- _FRAGMENTO DEL TEXTO_:
A veces nos pasa igual. Decimos que amamos a la esposa, al esposo, a los papás, a los hijos, a la novia, al novio, cuando en realidad amamos lo que ellos nos dan. Por eso, cuando no dicen lo que queremos que digan o no hacen lo que queremos que hagan, nos decepcionamos, nos enojamos, hacemos berrinche, los chantajeamos, tratamos de manipularlos, o los mandamos a volar. ¿Y qué pasa entonces? Que nos amargamos la vida y se la amargamos a ellos. Así, habiendo querido ganar, terminamos perdiendo.
¿Porqué lo hacemos? Porque como decía el gran escritor Victor Hugo: “incluso los hombres buenos no están exentos de un pensamiento egoísta”[2]. De ahí que Benedicto XVI recordara que nuestro amor necesita purificación y maduración[3]. A eso nos ayuda Jesús, que nos hace ver que la única manera de amar de verdad es estar “conectados” a él, en quien Dios, que es el mismísimo amor, se ha hecho uno de nosotros para salvarnos[4].
¿Cómo se le hace para estar “conectados” a Jesús? No dejando que nada ni nadie bloquee nuestra unión con él; dando prioridad a encontrarlo en su Palabra, en la Eucaristía dominical, en la Liturgia, en la oración y en el prójimo; y viviendo como enseña: tomando nuestra cruz y siguiéndolo, lo que, como explica san Gregorio Magno, es tomar el control de uno mismo y hacer propias las necesidades del prójimo[5], aunque eso requiera esfuerzo y sacrificio.

- _TAREAS PENDIENTES_:
1. Resume en dos oraciones la reflexión sobre el amor.
2. Contesta estas preguntas sobre la reflexión sobre el amor y marca cada respuesta con la misma letra que su pregunta.
(a) ¿Qué amamos en realidad cuando decimos que amamos a la esposa, a los papás o a los hijos?
(b) ¿Qué escritor se cita al hablar del pensamiento egoísta?
(c) Según san Gregorio Magno, ¿en qué consiste tomar nuestra cruz y seguir a Jesús?

- _EXTRACTO DE ENTRADAS_:
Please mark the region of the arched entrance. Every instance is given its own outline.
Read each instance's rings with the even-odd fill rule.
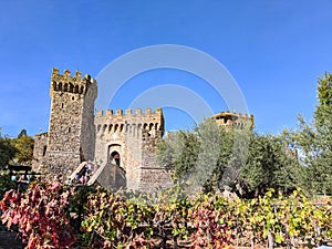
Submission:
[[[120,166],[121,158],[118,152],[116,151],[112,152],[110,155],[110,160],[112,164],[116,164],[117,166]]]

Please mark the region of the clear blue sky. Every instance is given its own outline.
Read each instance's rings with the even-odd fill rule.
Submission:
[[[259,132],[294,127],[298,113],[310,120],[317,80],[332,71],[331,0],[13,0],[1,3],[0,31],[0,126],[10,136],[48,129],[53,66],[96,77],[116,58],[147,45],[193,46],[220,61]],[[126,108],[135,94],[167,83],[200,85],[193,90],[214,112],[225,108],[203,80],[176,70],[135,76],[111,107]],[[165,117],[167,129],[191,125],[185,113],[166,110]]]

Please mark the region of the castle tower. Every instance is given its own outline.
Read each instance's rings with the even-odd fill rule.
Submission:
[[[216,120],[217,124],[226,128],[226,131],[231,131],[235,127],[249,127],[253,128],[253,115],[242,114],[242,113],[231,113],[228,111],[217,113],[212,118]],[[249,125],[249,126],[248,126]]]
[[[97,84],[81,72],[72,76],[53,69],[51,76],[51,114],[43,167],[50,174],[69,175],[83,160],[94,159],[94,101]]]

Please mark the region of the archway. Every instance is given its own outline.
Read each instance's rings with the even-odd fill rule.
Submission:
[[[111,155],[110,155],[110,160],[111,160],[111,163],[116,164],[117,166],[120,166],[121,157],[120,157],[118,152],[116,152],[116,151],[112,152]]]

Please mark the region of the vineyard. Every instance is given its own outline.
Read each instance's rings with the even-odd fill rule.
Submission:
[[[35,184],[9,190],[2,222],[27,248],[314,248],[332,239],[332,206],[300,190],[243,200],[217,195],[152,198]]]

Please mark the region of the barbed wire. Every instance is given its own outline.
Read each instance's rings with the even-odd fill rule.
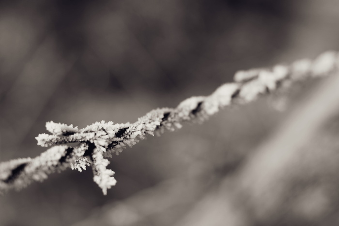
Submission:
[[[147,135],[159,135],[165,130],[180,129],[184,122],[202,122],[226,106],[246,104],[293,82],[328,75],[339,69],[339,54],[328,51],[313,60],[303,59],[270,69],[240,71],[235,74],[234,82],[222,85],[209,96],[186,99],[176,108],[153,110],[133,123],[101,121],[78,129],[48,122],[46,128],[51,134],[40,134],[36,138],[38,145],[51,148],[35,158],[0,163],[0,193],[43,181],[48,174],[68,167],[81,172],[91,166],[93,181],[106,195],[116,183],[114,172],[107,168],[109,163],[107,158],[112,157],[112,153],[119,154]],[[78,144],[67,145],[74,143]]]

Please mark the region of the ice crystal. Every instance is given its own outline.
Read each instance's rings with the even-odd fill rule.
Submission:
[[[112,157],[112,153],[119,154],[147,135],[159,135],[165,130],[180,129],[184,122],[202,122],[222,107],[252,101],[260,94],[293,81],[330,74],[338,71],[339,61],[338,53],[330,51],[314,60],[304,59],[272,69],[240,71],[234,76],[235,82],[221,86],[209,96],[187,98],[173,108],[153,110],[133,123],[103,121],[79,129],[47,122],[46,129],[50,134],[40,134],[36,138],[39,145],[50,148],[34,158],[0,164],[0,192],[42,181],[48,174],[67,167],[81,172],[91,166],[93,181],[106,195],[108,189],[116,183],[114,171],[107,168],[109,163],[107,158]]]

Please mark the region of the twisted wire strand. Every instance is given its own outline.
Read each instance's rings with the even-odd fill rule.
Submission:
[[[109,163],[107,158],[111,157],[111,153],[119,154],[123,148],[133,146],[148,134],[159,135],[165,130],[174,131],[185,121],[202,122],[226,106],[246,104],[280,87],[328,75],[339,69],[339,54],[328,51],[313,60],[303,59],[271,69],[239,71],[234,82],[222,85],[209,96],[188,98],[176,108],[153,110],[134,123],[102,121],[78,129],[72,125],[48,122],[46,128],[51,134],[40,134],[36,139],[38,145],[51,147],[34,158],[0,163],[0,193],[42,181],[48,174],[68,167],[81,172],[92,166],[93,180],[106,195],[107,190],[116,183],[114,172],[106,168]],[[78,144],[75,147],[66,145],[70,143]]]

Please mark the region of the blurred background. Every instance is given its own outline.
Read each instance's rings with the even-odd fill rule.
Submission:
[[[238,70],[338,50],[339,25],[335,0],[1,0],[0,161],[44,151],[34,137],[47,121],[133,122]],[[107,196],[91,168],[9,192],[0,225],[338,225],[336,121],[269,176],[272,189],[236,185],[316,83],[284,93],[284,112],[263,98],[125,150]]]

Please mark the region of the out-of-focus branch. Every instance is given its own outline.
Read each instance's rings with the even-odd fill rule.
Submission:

- _RESULTADOS POR TAREA_:
1. Muchas veces decimos que amamos a nuestra familia o a nuestra pareja, pero en realidad amamos lo que nos dan, así que cuando no hacen lo que queremos nos enojamos o tratamos de manipularlos y terminamos amargándonos la vida. Nuestro amor necesita purificación y maduración, y Jesús nos ayuda a amar de verdad si estamos "conectados" a él: buscándolo en su Palabra, la Eucaristía dominical, la Liturgia, la oración y el prójimo, y tomando nuestra cruz para seguirlo.

2.
(a) Lo que ellos nos dan.
(b) Victor Hugo.
(c) En tomar el control de uno mismo y hacer propias las necesidades del prójimo.